(Collected data)
- - - - - - -

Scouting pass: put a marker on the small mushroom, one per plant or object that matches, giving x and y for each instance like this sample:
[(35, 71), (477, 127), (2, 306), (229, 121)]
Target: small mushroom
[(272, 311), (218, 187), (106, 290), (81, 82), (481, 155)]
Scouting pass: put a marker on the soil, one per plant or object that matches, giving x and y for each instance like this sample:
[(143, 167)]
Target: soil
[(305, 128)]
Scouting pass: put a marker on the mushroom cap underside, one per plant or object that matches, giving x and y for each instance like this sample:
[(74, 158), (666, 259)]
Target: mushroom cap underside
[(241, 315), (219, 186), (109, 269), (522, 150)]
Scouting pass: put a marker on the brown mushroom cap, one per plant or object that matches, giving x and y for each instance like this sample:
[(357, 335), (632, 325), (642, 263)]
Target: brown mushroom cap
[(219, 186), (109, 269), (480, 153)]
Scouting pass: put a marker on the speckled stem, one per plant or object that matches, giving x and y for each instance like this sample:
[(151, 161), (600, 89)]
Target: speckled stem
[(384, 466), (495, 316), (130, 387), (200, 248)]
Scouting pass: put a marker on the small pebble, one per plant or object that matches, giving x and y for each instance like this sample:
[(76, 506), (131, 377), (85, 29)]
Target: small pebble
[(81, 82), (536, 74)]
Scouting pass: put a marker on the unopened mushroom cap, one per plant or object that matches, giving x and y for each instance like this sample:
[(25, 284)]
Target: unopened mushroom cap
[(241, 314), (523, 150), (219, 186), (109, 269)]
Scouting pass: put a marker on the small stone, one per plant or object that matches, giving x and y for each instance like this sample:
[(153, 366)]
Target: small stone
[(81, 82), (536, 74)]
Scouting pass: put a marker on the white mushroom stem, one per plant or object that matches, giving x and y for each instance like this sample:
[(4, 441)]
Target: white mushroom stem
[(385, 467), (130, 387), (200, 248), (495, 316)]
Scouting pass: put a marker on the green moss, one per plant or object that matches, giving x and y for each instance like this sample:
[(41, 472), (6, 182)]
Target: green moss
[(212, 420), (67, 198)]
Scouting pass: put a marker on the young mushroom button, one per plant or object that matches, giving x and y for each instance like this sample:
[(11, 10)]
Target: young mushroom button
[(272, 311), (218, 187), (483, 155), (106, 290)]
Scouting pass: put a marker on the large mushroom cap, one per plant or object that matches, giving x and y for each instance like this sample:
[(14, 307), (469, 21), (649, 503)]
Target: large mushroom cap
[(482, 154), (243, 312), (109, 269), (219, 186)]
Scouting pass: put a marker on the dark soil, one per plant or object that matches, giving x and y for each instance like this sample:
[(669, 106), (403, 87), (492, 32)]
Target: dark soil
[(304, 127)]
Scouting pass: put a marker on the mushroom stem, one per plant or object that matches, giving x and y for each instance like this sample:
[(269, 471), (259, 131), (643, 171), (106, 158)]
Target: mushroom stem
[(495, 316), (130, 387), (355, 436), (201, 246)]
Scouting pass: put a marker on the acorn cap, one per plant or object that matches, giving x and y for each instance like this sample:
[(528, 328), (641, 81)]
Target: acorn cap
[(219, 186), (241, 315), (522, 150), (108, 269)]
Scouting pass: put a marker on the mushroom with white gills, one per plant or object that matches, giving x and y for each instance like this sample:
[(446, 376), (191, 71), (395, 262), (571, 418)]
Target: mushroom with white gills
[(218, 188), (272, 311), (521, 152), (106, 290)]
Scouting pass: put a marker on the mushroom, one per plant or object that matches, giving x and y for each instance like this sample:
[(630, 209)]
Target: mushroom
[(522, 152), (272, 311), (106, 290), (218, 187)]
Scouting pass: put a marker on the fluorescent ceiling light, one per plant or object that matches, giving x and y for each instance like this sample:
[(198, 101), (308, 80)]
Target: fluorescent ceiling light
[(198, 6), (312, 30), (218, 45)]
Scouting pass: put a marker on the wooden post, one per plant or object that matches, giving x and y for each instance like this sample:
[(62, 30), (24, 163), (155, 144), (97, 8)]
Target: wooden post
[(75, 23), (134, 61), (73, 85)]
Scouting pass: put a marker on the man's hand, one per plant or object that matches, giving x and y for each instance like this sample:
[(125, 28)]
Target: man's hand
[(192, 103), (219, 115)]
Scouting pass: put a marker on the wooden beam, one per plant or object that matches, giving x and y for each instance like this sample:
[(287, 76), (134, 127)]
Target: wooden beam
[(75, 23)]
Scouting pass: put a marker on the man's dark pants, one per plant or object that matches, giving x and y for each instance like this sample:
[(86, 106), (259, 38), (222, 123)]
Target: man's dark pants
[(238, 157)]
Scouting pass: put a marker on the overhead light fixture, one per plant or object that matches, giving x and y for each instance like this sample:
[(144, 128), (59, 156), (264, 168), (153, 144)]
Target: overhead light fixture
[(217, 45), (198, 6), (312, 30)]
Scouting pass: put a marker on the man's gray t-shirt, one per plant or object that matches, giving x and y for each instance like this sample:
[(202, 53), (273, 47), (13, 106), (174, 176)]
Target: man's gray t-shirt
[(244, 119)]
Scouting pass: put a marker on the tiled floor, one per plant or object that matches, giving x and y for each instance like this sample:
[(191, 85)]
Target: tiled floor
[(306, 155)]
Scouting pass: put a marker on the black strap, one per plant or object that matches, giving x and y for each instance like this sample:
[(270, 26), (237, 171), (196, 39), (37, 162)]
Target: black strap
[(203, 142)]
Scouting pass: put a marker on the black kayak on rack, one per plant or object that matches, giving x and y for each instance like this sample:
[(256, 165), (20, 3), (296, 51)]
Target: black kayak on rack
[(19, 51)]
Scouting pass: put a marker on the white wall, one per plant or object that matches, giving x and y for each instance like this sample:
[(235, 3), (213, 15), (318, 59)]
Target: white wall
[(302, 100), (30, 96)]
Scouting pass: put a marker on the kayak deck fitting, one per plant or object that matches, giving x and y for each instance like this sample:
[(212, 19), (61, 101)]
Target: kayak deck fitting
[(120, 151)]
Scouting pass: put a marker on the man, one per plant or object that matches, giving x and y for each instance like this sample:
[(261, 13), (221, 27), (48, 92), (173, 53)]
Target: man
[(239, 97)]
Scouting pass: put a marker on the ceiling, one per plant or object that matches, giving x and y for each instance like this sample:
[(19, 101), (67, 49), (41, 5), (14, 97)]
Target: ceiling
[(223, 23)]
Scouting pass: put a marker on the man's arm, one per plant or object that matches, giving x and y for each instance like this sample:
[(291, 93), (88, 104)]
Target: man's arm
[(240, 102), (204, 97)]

- - - - - - -

EXERCISE GOAL: All of the entries above must be quoted exactly.

RESPONSE AREA:
Scouting pass: put a marker on the small mushroom, one per plant or object that matches, giving x and y for each instance like this sample:
[(35, 71), (477, 127), (2, 306), (229, 121)]
Target: small mushroom
[(272, 311), (218, 187), (106, 290), (81, 82), (481, 155)]
Scouting pass: put a marker on the soil, one per plant or object that matches, giving x and y for each instance like this sample:
[(143, 167)]
Target: soil
[(305, 128)]
Scouting pass: put a marker on the mushroom cap underside, one per plant or object that matches, giving x and y for each instance like this sample:
[(74, 158), (666, 259)]
Target: mushroom cap underside
[(241, 315), (219, 186), (109, 269), (522, 150)]
Scouting pass: put a marker on the brown mushroom cap, one per plant or object that matches, giving x and y for each instance like this sample:
[(357, 335), (632, 325), (642, 263)]
Target: brown mushroom cap
[(219, 186), (109, 269), (480, 153)]
Scouting pass: put a marker on the speckled stem, one per plant or object that matches, giving x and y for each instance like this sample:
[(151, 161), (600, 89)]
Target: speckled stem
[(384, 466), (495, 316), (130, 387), (200, 248)]
Scouting pass: put a marker on the small pebble, one per plant or object that matches, giving x and y for each instance like this sample:
[(76, 506), (131, 377), (85, 29)]
Target: small pebble
[(81, 82), (536, 74)]
Scouting pass: put a marker on the unopened mushroom cap, one per plant or object that matches, giving x and y for each instance like this sample:
[(25, 284)]
Target: unopened mushroom cap
[(241, 314), (523, 150), (219, 186), (109, 269)]
Scouting pass: put a marker on the small stone, one per plant or object that matches, giving x and y for each instance like this sample:
[(153, 366)]
Target: small stone
[(81, 82), (536, 74)]
Scouting pass: put a marker on the white mushroom stem, one per plant or object that matches, giving x and y for each instance like this sample:
[(4, 441)]
Target: white mushroom stem
[(385, 467), (130, 387), (200, 248), (495, 316)]
Scouting pass: put a marker on the green moss, one per plant or object that matches, giving x and y for each instance like this sample:
[(41, 472), (6, 182)]
Target: green moss
[(212, 420), (67, 198)]
Scouting pass: put a marker on the young mushroom button, one per plant or object that matches, giving x and y for each instance like this sample:
[(11, 10)]
Target: young mushroom button
[(272, 311), (218, 187), (483, 155), (106, 290)]
Scouting pass: put a marker on the large mushroom cap, one per plant or object that matches, giving x and y for each instance like this sample:
[(14, 307), (469, 21), (649, 503)]
Target: large mushroom cap
[(482, 154), (243, 312), (109, 269), (219, 186)]
Scouting pass: put a marker on the dark soil, one per plant or object that matches, giving x and y for each instance like this sample:
[(669, 106), (403, 87), (492, 32)]
Target: dark soil
[(304, 127)]
Scouting pass: put a marker on the mushroom stem, one per plant or object that matches, giving x and y for each instance like this sample:
[(269, 471), (259, 131), (643, 171), (106, 158)]
Target: mushroom stem
[(495, 316), (130, 387), (355, 436), (201, 246)]
Scouting pass: put a marker on the acorn cap, one per plant or object that matches, giving x and y for each instance like this sample:
[(528, 328), (641, 81)]
Target: acorn cap
[(219, 186), (241, 315), (522, 150), (108, 269)]
Scouting pass: put a marker on the mushroom with white gills, one per plant or object that matches, giving x and y for each instance like this sample:
[(446, 376), (191, 71), (395, 262), (571, 418)]
Target: mushroom with white gills
[(218, 188), (272, 311), (521, 152), (106, 290)]
Scouting pass: put a marker on the mushroom, one per plant or object that matches, giving x and y for each instance like this sample:
[(630, 209)]
Target: mushroom
[(522, 152), (272, 311), (106, 290), (218, 187)]
Scouting pass: put a marker on the fluorescent ceiling light, one per plant or object that matches, giving x and y for each instance like this sample:
[(198, 101), (308, 80)]
Target: fluorescent ceiling light
[(198, 6), (312, 30), (218, 45)]
Scouting pass: put a marker on the wooden post, one per plant or object that matches, giving x and y for each instance like this sample:
[(62, 30), (24, 163), (155, 144), (97, 8)]
Target: wooden post
[(75, 23), (134, 61), (73, 85)]
Scouting pass: put a marker on the man's hand, one per plant or object that matches, giving x and y for each instance like this sample:
[(125, 28)]
Target: man's hand
[(192, 103), (219, 115)]
Scouting pass: put a marker on the wooden beam, one per plant or object that matches, giving x and y for each instance like this sample:
[(287, 76), (134, 127)]
Target: wooden beam
[(75, 23)]
Scouting pass: put a marker on the man's dark pants, one per plant or object that matches, giving x and y for each instance like this sample:
[(86, 106), (259, 38), (222, 123)]
Target: man's dark pants
[(238, 157)]
Scouting pass: put a marker on the overhead light fixture, one per plant or object that matches, giving x and y for each instance like this sample:
[(144, 128), (59, 156), (264, 168), (153, 144)]
Target: overhead light fixture
[(217, 45), (198, 6), (312, 30)]
Scouting pass: put a marker on the man's gray t-shirt, one per plant or object that matches, giving x and y for each instance like this sample:
[(202, 53), (273, 47), (13, 106), (174, 176)]
Target: man's gray t-shirt
[(244, 119)]
Scouting pass: put a marker on the tiled floor, one per plant or object that matches, giving x and y for each instance like this sample:
[(191, 85)]
Target: tiled floor
[(306, 155)]
Scouting pass: put a marker on the black strap, one per plant or object that matches, giving x and y for each instance like this sample:
[(270, 26), (237, 171), (196, 39), (37, 162)]
Target: black strap
[(203, 142)]
Scouting pass: put a marker on the black kayak on rack, one per plant or object that matches, giving x and y for each instance like this sample:
[(256, 165), (20, 3), (296, 51)]
Target: black kayak on rack
[(19, 51)]
Scouting pass: put a marker on the white wall, one per plant or object that matches, giving x and y for each instance like this sample:
[(235, 3), (213, 15), (318, 59)]
Target: white wall
[(302, 100), (30, 96)]
Scouting pass: put a marker on the kayak deck fitting, one per plant or object that matches, giving x and y for each instance like this sample:
[(212, 19), (61, 101)]
Target: kayak deck fitting
[(120, 151)]
Scouting pass: put a marker on the man, one per plant or object that matches, giving x and y for each instance like this sample:
[(261, 13), (221, 27), (48, 92), (173, 53)]
Target: man
[(239, 97)]
Scouting pass: put a marker on the ceiling, one per plant or object that matches, giving x and y for each instance like this sample:
[(19, 101), (67, 49), (41, 5), (14, 97)]
Target: ceiling
[(223, 23)]
Scouting pass: put a marker on the man's arm, one per plant or object that matches, giving x and y for each instance like this sample:
[(291, 93), (88, 104)]
Target: man's arm
[(240, 102), (204, 97)]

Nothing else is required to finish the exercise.